+++ AVAILABLE DATA +++
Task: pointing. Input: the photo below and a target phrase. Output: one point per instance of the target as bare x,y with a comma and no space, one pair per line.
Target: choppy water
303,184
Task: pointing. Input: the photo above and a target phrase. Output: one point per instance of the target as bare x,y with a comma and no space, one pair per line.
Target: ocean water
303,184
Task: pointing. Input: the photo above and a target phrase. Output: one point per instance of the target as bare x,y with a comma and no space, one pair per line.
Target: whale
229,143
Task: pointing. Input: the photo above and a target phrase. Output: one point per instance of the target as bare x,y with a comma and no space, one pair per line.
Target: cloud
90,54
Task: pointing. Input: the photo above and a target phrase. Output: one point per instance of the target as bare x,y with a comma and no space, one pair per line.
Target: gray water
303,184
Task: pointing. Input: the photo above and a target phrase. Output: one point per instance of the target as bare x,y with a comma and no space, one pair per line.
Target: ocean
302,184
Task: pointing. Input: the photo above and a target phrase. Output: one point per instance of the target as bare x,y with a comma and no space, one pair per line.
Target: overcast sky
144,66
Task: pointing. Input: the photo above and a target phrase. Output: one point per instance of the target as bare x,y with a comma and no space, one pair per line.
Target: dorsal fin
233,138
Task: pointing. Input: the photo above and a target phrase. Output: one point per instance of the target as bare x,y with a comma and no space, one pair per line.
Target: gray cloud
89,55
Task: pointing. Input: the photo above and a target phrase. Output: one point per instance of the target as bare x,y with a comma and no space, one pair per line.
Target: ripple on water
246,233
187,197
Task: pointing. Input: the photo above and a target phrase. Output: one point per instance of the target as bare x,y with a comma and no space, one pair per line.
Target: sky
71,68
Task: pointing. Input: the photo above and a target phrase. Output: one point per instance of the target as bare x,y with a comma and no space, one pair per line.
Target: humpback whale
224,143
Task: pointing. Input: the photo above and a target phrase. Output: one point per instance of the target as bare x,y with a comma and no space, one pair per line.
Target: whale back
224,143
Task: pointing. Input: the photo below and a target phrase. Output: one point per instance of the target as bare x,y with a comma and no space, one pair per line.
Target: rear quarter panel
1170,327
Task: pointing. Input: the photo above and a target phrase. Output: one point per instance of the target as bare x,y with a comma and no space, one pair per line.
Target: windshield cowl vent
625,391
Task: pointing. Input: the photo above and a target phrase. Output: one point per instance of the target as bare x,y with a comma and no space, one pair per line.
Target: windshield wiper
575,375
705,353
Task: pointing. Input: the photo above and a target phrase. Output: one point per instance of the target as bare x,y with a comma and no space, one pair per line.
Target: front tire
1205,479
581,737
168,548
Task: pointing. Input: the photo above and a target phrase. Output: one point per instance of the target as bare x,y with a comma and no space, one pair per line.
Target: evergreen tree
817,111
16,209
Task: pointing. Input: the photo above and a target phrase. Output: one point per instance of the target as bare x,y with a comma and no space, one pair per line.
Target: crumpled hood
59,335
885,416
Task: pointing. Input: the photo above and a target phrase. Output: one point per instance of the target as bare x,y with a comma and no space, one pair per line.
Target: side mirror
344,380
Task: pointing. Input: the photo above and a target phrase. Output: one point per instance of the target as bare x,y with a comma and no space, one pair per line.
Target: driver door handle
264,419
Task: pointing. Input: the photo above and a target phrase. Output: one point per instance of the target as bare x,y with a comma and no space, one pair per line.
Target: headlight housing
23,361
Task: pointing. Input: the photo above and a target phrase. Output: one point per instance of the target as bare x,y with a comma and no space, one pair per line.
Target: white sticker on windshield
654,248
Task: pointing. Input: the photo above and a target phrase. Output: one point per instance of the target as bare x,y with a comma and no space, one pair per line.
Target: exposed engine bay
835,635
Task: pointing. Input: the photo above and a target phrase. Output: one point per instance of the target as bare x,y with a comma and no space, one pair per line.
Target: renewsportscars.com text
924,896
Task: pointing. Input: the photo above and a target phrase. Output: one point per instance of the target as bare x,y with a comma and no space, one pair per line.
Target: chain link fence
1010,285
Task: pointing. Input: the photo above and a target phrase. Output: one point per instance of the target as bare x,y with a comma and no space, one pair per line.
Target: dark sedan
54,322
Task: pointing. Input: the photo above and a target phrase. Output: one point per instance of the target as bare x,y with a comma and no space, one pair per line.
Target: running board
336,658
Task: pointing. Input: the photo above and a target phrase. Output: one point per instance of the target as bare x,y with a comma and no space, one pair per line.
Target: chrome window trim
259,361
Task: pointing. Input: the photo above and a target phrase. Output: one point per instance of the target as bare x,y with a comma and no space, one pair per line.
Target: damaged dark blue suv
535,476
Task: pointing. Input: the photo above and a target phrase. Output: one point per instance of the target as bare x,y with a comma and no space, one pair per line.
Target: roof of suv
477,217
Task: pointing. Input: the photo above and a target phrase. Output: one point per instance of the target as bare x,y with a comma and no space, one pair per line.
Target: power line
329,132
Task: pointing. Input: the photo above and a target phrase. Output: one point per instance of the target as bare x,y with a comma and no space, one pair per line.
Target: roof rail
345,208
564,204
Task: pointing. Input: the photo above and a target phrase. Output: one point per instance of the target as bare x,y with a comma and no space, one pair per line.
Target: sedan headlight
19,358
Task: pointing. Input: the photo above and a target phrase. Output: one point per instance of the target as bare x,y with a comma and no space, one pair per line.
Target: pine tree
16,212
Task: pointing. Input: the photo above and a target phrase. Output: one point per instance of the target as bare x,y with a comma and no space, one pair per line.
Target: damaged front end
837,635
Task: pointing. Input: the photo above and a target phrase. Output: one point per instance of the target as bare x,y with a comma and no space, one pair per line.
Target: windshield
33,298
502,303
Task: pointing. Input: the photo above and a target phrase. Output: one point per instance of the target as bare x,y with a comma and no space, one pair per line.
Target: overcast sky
+++
◆ EXERCISE INSTRUCTIONS
Transcribe every record above exactly as it appears.

◆ TASK RESULT
Task: pointing. Input: the photo below and a target phrase. Output: one point per instance of the target as bare x,y with a comma and no space, one pair per line.
Target: choppy water
303,184
Task: pointing. Input: the photo above and a target phrase. Output: one point per instance of the target as bare x,y with a comma and no space, one pair per line.
Target: ocean water
303,184
Task: pointing. Input: the photo above and a target phrase. Output: one point per instance of the target as bare x,y with a comma and no space, one pair per line.
Target: whale
229,143
Task: pointing. Input: the photo above and a target phrase. Output: one point per instance of the target as bare x,y with a comma and no space, one pair per line.
Target: cloud
90,54
Task: pointing. Input: the photo above and a target phrase. Output: one point per instance of the target as bare x,y with a comma and no space, one pair per line.
Target: gray water
303,184
Task: pointing. Input: the photo above and a target phrase. Output: one point per instance of the target as bare x,y with a comma and no space, one pair per line.
Target: ocean
302,184
Task: pointing. Input: the photo above and a target phrase. Output: one point per instance of the target as bare x,y with a comma and no space, one pair per line.
Target: overcast sky
144,66
Task: pointing. Input: the photo above and a target phrase. Output: one point per instance of the target as bare x,y with a comma and no space, one pair per line.
Target: dorsal fin
233,138
Task: pointing. Input: the photo above and a target phrase. Output: one point per instance of the target as bare x,y with a comma and no space, one pair per line.
Target: gray cloud
89,55
Task: pointing. Input: the photo above and a target phrase. Output: one point per instance of the target as bare x,y with a comma and no space, one pair per line.
Target: ripple on water
246,233
187,197
Task: pointing. Input: the photo above and a target phrase. Output: one point per instance of the target as bare x,y with a comma and no space, one pair per line.
Target: sky
71,68
Task: pointing. Input: the photo above and a target phrase. Output: one point per instance of the target as bare x,y with a comma and no space, one pair per line.
Target: humpback whale
224,143
Task: pointing. Input: the photo above and a target phrase. Output: one point per instance of the target as bare x,y with a comma and no space, one pair per line.
Target: whale back
224,143
Task: pointing. Input: the photo below and a target phrase. Output: one point per instance of the target as bare x,y with a comma and no space, one pair per line.
Target: rear quarter panel
1170,327
Task: pointing. Input: the photo above and a target phrase. Output: one point per instance of the target as bare x,y with a comma and no space, one pair per line.
Target: windshield cowl vent
625,391
Task: pointing. Input: the photo above and a target phrase. Output: one point per instance of the target as bare x,y with a comma and no space, one pair per line.
Target: windshield wiper
575,375
705,353
Task: pointing. Input: the photo above and a target phrase. Output: one point per instance of the target as bare x,y with a comma and no space, one pair per line.
Target: front tire
1205,479
581,737
168,548
Task: pointing. Input: the photo above and a target phrase. Output: one point per instance of the target as bare x,y with a comma and no space, one pair per line.
Target: evergreen tree
817,111
16,209
Task: pointing. Input: the photo above and a target phrase. Output: one point per instance of the target as bare x,y with a comma and no space, one pair per line.
Target: crumpled hood
59,335
885,416
Task: pointing. Input: the photo above and a target phrase. Output: one point per instance of the target as bare x,y with a comma and no space, one pair per line.
Target: side mirror
344,380
Task: pointing. Input: the photo above and a target phrase. Output: one point per instance of the target as bare x,y with a comma and no space, one pair per line.
Target: driver door handle
264,419
Task: pointing. Input: the photo above and a target phrase. Output: one point per instance of the target as bare x,y with a comma and no space, one pair per line.
Target: headlight housing
23,361
Task: pointing. Input: the photo above and a target phrase. Output: one point per instance of the target as bare x,y with a comma and no space, one pair per line.
Target: white sticker on windshield
654,248
Task: pointing. Input: the photo above and a target phrase. Output: one point per instance of the target as bare x,y with a comma and no space, one pair per line.
Target: exposed engine bay
835,635
Task: pointing. Input: the photo above and a target phrase. Output: one point per instance of the target as bare x,y with a comma and no space, one pair per line.
Target: renewsportscars.com text
924,896
Task: pointing. Input: the photo above and a target phrase. Output: one point per instance of the target as bare x,y with a comma and no space, one pair per line.
Target: chain link fence
1010,285
Task: pointing. Input: the photo above and a target phrase. Output: one point per instance of the target as bare x,y with a comma and no space, one pair per line.
Target: dark sedan
54,322
Task: pointing. Input: the photo above and a target phrase. Output: one point per instance of the target as bare x,y with a comma and no space, one pair per line.
Target: running board
336,658
Task: pointing. Input: the photo above and a target phrase. Output: one point per instance of the target as bare x,y with a comma and no space, one pair per line.
Target: chrome window trim
259,361
Task: pointing. Input: the photo above and a target phrase. Output: one point per instance of the target as bare x,y with a comma and no space, one pair per line.
Target: damaged dark blue suv
535,476
Task: pointing. Input: the photo above and a target phrase. Output: one point per instance of the target as bare x,y with a comma and no space, one pair per line.
Target: roof of suv
477,217
Task: pointing. Input: the photo above and a target phrase. Output: one point per instance of the target as bare x,y with a comma and no space, one pair per line.
Target: power line
329,132
Task: pointing. Input: the photo above and a target phrase. Output: one point per instance of the target as bare x,y with a comma and no space, one pair per line.
Target: roof rail
345,208
564,204
Task: pointing. Input: the photo above and a target phrase. Output: one point per instance of the target as bare x,y with a comma and no space, one pair per line.
Target: sedan headlight
19,358
Task: pointing. Input: the photo above and a target phrase. Output: one point per instance of the target as bare x,y with a comma and no space, one pair per line.
Target: pine tree
16,212
Task: pointing. Input: the photo above and a target phrase. Output: one point per instance of the target as bare x,y with a comma and no space, one pair per line.
Target: damaged front end
837,635
Task: pointing. Input: the photo above and a target phrase. Output: one point per instance of the target as bare x,y with a comma and no space, one pair per line.
Target: windshield
33,298
502,303
Task: pointing. Input: the photo above and a target phrase. Output: one point per instance of the target as bare x,y with a comma and no space, one pair per line.
Target: overcast sky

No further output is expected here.